Goal of the exercise: The required output is all lines below that contain the word "paraglider".

== Segment start ==

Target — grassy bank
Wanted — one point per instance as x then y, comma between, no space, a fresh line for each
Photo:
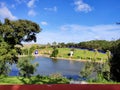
33,80
78,54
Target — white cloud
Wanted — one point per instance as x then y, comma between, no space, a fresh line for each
31,3
51,9
93,32
21,1
44,23
77,33
31,13
5,12
80,6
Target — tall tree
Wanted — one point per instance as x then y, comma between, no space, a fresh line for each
13,33
16,32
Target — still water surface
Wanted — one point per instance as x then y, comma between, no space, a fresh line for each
48,66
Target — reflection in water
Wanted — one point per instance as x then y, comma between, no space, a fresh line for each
48,66
54,60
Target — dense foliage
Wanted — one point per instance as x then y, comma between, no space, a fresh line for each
115,64
27,68
13,33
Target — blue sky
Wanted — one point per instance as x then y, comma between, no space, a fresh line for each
67,20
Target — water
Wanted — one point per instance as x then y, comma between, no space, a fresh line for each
49,66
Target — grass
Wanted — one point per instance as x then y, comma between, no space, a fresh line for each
33,80
78,54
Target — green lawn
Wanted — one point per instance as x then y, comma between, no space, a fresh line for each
78,54
33,80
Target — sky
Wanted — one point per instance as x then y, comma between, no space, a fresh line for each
67,20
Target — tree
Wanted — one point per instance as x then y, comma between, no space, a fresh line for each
115,64
16,32
13,33
26,67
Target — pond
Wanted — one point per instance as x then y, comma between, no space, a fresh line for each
49,66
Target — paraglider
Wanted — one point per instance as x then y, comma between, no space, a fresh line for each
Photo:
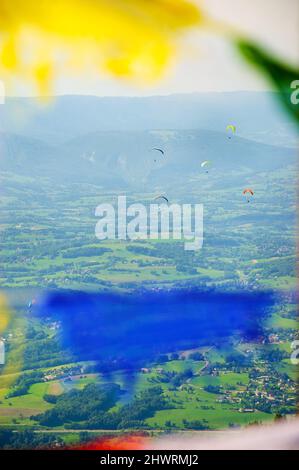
161,197
157,149
231,128
248,193
206,165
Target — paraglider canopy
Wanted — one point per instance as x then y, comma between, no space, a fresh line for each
159,150
206,165
248,193
248,190
161,197
231,128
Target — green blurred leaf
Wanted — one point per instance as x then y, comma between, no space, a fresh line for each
282,76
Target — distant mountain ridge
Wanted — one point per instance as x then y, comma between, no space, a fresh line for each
129,158
257,115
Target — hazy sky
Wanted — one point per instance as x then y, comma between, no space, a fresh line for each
207,62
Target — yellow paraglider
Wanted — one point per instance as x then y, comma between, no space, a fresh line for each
231,128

== Segment end ==

Solution to this problem:
Target — paraglider
Target — paraglider canopy
Target — yellow paraglider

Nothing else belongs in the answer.